> What needs to be done: Line filter on the word "below": copy each matching line from the entries.

> Stored data:
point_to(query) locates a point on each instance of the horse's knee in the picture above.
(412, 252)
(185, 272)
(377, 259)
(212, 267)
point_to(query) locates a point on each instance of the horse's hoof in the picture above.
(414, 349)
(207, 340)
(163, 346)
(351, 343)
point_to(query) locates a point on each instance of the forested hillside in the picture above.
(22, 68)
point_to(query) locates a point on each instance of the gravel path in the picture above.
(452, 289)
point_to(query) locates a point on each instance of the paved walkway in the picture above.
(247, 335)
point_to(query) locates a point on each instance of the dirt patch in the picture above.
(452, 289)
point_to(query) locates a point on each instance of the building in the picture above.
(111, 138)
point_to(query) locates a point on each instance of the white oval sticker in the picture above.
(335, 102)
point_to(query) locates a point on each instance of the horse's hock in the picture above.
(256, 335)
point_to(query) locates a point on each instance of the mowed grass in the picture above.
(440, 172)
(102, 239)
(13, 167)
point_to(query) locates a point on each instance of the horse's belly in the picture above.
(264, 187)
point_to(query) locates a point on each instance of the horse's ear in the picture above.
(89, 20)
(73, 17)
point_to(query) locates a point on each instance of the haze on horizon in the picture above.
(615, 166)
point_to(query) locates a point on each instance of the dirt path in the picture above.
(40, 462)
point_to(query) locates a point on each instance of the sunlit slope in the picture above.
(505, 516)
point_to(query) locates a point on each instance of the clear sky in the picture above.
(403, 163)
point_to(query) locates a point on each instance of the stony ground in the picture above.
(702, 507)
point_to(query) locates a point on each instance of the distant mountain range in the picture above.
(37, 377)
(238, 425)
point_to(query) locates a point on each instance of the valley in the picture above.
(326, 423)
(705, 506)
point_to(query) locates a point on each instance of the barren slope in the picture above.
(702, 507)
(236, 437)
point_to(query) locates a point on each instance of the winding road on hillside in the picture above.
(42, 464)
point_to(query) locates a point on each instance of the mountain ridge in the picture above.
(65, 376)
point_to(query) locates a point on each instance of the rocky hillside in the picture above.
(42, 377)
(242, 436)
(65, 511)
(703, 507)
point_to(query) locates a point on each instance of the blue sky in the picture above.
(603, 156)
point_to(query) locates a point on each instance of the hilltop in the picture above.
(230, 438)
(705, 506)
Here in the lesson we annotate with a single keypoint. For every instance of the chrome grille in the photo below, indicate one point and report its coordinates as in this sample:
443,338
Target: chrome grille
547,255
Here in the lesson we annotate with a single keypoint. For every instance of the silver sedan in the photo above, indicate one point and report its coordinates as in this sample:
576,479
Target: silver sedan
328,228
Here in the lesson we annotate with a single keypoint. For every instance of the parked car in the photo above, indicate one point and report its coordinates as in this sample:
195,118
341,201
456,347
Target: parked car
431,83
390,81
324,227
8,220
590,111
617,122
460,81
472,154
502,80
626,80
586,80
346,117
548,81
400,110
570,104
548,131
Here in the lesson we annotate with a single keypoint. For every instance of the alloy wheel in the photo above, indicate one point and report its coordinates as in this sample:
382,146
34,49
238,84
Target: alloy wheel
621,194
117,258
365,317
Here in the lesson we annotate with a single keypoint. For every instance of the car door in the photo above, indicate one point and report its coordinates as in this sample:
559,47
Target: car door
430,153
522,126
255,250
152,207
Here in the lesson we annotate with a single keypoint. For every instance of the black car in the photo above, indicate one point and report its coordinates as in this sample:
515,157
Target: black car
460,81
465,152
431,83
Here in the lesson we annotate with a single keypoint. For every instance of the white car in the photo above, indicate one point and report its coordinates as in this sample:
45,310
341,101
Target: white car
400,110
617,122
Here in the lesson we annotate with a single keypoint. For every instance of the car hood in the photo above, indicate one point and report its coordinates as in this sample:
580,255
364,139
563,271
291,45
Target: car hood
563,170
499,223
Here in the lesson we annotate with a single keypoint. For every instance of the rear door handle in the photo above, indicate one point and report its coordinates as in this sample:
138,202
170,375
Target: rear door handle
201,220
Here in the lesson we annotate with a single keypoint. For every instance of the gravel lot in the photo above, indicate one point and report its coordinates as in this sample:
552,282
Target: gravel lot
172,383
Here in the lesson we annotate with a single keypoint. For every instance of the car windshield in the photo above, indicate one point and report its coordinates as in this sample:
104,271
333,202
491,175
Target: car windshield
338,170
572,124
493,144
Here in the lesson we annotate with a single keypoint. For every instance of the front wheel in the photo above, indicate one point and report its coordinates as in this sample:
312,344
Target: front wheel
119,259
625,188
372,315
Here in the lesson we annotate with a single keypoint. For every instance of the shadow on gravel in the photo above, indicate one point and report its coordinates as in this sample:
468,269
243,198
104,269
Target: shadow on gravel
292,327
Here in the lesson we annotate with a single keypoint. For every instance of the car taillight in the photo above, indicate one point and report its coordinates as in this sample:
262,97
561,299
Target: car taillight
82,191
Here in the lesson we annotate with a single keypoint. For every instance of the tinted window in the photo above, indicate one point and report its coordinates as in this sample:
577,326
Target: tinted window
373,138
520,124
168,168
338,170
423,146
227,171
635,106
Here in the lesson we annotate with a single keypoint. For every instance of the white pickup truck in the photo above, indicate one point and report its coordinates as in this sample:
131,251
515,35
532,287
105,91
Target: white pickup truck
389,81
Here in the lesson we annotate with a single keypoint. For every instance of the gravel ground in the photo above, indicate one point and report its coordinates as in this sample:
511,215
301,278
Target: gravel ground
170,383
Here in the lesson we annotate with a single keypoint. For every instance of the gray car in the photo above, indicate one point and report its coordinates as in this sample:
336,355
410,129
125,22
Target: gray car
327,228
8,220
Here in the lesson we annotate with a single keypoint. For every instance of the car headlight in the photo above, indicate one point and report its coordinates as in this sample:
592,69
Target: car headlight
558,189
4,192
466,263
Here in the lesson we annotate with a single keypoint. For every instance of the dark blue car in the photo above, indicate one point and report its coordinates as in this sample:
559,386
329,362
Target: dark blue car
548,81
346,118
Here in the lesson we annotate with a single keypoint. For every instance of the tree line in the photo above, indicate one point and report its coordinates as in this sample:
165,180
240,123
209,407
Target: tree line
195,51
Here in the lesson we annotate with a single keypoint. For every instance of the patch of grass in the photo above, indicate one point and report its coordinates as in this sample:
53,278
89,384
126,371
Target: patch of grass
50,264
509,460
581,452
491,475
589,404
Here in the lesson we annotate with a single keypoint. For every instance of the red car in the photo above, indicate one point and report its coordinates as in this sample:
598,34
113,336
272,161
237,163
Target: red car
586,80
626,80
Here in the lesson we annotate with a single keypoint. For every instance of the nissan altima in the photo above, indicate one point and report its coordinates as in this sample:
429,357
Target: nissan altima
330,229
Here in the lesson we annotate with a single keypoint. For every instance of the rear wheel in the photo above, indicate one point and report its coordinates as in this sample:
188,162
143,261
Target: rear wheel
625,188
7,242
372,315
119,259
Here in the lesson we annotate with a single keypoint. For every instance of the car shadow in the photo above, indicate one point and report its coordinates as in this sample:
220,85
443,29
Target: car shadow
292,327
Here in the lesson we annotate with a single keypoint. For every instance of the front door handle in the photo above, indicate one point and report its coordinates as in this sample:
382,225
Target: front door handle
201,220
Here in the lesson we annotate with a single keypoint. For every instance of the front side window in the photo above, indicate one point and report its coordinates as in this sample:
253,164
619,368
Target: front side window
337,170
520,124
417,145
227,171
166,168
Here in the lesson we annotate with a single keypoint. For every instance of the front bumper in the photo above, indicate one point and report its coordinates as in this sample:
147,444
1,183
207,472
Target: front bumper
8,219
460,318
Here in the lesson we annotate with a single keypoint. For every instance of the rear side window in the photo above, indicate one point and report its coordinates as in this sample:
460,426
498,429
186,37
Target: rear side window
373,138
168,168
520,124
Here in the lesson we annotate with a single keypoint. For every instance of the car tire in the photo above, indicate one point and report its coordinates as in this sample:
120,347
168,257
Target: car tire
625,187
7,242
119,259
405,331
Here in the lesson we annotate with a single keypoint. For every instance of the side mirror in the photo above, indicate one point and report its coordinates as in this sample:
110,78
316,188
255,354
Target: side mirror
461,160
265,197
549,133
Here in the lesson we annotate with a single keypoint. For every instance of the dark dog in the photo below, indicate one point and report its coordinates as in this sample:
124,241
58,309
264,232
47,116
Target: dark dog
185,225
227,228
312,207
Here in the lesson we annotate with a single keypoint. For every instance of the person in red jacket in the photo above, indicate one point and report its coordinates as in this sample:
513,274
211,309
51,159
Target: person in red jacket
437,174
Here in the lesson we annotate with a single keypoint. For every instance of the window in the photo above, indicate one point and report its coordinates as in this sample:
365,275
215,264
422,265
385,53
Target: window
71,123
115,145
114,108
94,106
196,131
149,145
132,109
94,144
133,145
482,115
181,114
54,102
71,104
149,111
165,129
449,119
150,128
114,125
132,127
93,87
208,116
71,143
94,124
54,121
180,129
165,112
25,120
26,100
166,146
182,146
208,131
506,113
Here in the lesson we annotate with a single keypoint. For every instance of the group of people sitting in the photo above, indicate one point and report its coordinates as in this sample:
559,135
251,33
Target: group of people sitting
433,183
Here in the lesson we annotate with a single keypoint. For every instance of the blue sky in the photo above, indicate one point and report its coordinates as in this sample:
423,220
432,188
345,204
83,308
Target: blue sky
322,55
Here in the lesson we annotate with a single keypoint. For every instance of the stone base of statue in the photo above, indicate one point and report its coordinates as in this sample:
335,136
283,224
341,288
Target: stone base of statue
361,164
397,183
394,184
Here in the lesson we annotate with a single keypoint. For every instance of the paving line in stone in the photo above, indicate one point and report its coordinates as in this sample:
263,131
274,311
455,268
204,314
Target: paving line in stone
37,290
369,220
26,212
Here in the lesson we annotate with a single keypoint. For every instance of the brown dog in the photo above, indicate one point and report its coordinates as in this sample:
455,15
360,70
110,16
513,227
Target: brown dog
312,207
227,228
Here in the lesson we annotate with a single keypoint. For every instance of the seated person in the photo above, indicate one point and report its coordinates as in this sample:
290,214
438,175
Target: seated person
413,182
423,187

> Exercise response:
Here in the lesson we annotate with a single keypoint. For every instance of the chrome grille in the photo below, indicate one point and report its coordinates as in this sample:
Here in the lesson we annotate with a single keypoint. For every instance of the dark dog in the photo below, indicate one point and report its coordinates as in this sample:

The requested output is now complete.